Output the material below in its entirety, exactly as given.

(Location identification entries)
— START —

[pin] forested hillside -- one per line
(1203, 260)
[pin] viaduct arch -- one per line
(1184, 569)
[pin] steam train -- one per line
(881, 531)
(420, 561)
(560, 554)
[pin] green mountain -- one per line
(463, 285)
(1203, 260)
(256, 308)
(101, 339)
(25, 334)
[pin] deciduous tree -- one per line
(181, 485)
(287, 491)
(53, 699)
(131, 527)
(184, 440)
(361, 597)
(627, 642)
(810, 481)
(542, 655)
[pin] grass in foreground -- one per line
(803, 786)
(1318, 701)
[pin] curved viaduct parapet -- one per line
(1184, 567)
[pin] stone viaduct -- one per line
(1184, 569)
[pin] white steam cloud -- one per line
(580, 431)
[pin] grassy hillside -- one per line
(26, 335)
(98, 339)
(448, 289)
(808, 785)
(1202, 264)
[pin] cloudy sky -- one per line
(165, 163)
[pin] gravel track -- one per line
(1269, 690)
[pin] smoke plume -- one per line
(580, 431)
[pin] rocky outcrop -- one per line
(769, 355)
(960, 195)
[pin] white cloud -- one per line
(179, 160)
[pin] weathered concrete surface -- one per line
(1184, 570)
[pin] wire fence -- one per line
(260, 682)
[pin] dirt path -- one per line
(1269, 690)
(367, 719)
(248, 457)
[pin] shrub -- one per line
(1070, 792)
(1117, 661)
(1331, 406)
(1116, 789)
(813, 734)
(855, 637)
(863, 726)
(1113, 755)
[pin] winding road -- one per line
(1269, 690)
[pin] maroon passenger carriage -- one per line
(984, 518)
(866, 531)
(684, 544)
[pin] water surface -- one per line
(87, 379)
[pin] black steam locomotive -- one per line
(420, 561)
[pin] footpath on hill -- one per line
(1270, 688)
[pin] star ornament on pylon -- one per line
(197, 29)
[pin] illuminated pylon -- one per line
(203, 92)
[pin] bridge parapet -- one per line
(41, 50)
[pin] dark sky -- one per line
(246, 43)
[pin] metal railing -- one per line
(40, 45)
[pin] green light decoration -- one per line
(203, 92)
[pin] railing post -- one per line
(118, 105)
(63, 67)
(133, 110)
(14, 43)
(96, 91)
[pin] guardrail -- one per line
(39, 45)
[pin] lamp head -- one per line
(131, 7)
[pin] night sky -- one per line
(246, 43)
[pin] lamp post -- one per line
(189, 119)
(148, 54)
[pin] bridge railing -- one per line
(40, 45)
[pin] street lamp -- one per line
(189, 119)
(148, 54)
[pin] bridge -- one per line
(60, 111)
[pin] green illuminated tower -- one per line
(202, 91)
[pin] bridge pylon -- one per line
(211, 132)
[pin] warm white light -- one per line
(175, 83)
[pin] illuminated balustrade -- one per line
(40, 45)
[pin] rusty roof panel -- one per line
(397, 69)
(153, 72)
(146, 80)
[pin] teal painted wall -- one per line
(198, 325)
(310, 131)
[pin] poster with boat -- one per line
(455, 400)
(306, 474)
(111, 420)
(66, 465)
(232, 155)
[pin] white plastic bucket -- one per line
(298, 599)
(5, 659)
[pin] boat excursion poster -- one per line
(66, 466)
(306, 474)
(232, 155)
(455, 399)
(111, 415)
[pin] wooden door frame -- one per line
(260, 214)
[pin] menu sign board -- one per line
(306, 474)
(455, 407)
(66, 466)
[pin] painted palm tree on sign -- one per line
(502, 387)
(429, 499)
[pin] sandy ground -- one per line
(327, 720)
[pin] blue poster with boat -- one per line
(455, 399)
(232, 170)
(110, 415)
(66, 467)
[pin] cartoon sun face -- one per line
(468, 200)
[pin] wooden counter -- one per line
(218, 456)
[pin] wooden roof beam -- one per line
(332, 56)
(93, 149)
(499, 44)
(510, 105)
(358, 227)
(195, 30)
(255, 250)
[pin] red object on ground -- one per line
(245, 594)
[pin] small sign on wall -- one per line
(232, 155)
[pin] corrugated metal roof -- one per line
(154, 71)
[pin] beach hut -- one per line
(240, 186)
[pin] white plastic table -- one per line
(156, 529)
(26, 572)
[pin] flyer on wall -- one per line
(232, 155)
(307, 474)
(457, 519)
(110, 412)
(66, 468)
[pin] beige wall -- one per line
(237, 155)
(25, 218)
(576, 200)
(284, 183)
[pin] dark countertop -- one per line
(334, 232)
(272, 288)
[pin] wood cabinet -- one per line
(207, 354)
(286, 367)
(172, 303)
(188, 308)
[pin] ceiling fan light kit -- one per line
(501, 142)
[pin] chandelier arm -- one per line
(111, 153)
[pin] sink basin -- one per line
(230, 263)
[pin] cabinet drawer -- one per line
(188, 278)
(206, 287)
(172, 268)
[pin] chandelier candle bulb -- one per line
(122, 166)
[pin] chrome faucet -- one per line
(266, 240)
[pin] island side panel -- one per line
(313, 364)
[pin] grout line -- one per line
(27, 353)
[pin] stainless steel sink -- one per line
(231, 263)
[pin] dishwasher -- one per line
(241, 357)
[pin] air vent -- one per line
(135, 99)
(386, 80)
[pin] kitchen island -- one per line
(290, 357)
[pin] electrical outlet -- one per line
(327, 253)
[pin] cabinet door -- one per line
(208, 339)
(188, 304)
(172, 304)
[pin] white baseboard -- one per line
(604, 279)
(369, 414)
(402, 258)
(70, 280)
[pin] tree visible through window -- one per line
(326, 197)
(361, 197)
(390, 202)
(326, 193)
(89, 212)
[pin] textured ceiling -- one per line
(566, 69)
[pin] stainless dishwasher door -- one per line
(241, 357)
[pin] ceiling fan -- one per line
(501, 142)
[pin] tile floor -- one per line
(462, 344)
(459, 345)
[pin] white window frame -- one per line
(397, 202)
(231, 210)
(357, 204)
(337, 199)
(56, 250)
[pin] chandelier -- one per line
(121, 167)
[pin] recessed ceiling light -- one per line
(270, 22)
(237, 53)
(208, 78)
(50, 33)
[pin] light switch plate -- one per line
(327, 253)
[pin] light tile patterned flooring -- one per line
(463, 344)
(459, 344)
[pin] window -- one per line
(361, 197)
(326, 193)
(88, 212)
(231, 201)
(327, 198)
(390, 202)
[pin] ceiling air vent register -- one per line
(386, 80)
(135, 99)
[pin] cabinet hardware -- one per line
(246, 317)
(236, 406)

— END —

Answer for the task:
[pin] forested hillside -- one per line
(1203, 260)
[pin] viaduct arch -- one per line
(1184, 569)
[pin] steam train -- one per line
(881, 531)
(420, 561)
(560, 554)
[pin] green mountain -- one per line
(463, 285)
(1203, 260)
(256, 308)
(101, 339)
(25, 334)
[pin] deciduous tree -- one per line
(181, 485)
(287, 491)
(53, 699)
(131, 527)
(184, 440)
(361, 597)
(627, 642)
(810, 481)
(542, 655)
[pin] grass in foreground -- one per line
(803, 786)
(1318, 701)
[pin] curved viaduct parapet -- one per line
(1184, 567)
[pin] stone viaduct -- one per line
(1184, 569)
[pin] white steam cloud -- one per line
(580, 431)
[pin] grassy hillside -- one per line
(26, 335)
(98, 339)
(448, 289)
(808, 785)
(1202, 264)
[pin] cloudy sky -- one per line
(165, 163)
[pin] gravel track -- one per line
(1269, 690)
[pin] smoke plume -- one per line
(580, 431)
[pin] rocky outcrop -- one per line
(769, 355)
(960, 195)
[pin] white cloud -- one per line
(179, 160)
[pin] weathered concrete surface -- one per line
(1184, 570)
[pin] wire fence -- one per line
(260, 682)
[pin] dirt path -- one per line
(1269, 690)
(367, 719)
(248, 457)
[pin] shrub -- one per line
(1070, 792)
(1117, 661)
(1331, 406)
(1116, 789)
(813, 734)
(855, 637)
(863, 726)
(1113, 755)
[pin] winding road -- one per line
(1269, 690)
[pin] maroon passenger carriage -- one per line
(984, 518)
(866, 531)
(684, 544)
[pin] water surface -- one per line
(87, 379)
[pin] black steam locomotive -- one per line
(420, 561)
[pin] footpath on hill -- one per line
(1270, 688)
[pin] star ornament on pylon -- one per line
(197, 29)
[pin] illuminated pylon -- one per line
(203, 92)
[pin] bridge parapet -- one per line
(41, 50)
[pin] dark sky -- one per line
(246, 43)
[pin] metal railing -- one per line
(40, 45)
[pin] green light decoration -- one per line
(203, 92)
[pin] railing post -- one per line
(118, 105)
(63, 67)
(133, 110)
(14, 43)
(96, 91)
[pin] guardrail -- one per line
(39, 45)
[pin] lamp head -- one per line
(131, 7)
[pin] night sky -- one per line
(246, 43)
[pin] lamp post -- one per line
(189, 119)
(148, 54)
[pin] bridge railing -- one per line
(40, 45)
[pin] street lamp -- one per line
(189, 119)
(148, 54)
[pin] bridge -- one per line
(60, 111)
[pin] green illuminated tower -- one per line
(202, 91)
[pin] bridge pylon -- one per line
(211, 132)
[pin] warm white light -- one per line
(175, 83)
[pin] illuminated balustrade -- one per line
(40, 45)
[pin] rusty roof panel -- one per line
(397, 69)
(153, 72)
(146, 80)
[pin] teal painted wall -- one per line
(198, 325)
(310, 131)
[pin] poster with boat -- one per line
(455, 400)
(306, 474)
(111, 420)
(66, 465)
(232, 155)
[pin] white plastic bucket -- one per line
(298, 599)
(5, 659)
[pin] boat excursion poster -- one per line
(66, 466)
(306, 474)
(232, 155)
(455, 399)
(111, 415)
[pin] wooden door frame -- one per line
(260, 214)
[pin] menu sign board -- one per line
(306, 474)
(455, 407)
(66, 466)
[pin] painted palm tree on sign -- one per line
(502, 387)
(429, 499)
[pin] sandy ground -- one per line
(327, 720)
[pin] blue poster with boat -- one per line
(455, 399)
(232, 170)
(110, 415)
(66, 467)
[pin] cartoon sun face -- one per line
(468, 200)
[pin] wooden counter -- one per line
(218, 456)
[pin] wooden roof beam -- one per line
(332, 56)
(93, 149)
(499, 44)
(510, 105)
(358, 227)
(195, 30)
(255, 250)
[pin] red object on ground -- one per line
(245, 594)
[pin] small sign on wall -- one per line
(232, 155)
[pin] corrugated metal roof -- one per line
(154, 71)
[pin] beach hut -- one per line
(240, 186)
[pin] white plastic table -- one per line
(156, 529)
(26, 572)
[pin] flyer on wall -- one per line
(232, 155)
(307, 474)
(457, 519)
(110, 412)
(66, 468)
[pin] beige wall -- one per line
(237, 155)
(25, 218)
(576, 200)
(284, 183)
[pin] dark countertop -- one per line
(334, 232)
(272, 288)
[pin] wood cabinet -- one per line
(207, 354)
(286, 367)
(172, 303)
(188, 308)
[pin] ceiling fan light kit -- one per line
(501, 142)
[pin] chandelier arm -- one per line
(111, 153)
[pin] sink basin -- one per line
(230, 263)
[pin] cabinet drawer -- one per line
(188, 278)
(206, 287)
(172, 268)
[pin] chandelier candle bulb -- one per line
(122, 166)
[pin] chrome faucet -- one per line
(266, 240)
[pin] island side panel -- one per line
(313, 364)
[pin] grout line -- one per line
(27, 353)
[pin] stainless steel sink -- one per line
(231, 263)
[pin] dishwasher -- one per line
(241, 357)
[pin] air vent -- one per line
(135, 99)
(386, 80)
[pin] kitchen island -- one per line
(290, 357)
[pin] electrical outlet -- one per line
(327, 253)
[pin] cabinet door -- one per line
(208, 339)
(188, 304)
(172, 304)
[pin] white baseboard -- one per line
(604, 279)
(369, 414)
(402, 258)
(70, 280)
[pin] tree visible through window -- one per line
(326, 197)
(361, 197)
(390, 202)
(326, 193)
(89, 212)
[pin] textured ceiling -- one per line
(566, 69)
[pin] stainless dishwasher door -- one per line
(241, 357)
[pin] ceiling fan -- one per line
(501, 142)
[pin] tile floor -- one per line
(462, 344)
(459, 345)
[pin] white window frame -- one per line
(397, 202)
(231, 210)
(357, 204)
(337, 199)
(56, 250)
[pin] chandelier -- one per line
(121, 167)
[pin] recessed ceiling light -- one per line
(270, 22)
(237, 53)
(208, 78)
(50, 33)
[pin] light switch plate -- one per line
(327, 253)
[pin] light tile patterned flooring -- one per line
(463, 344)
(459, 344)
[pin] window -- one per line
(361, 197)
(326, 193)
(88, 212)
(231, 201)
(327, 198)
(390, 202)
[pin] ceiling air vent register -- one per line
(386, 80)
(135, 99)
[pin] cabinet hardware -- one per line
(246, 317)
(236, 406)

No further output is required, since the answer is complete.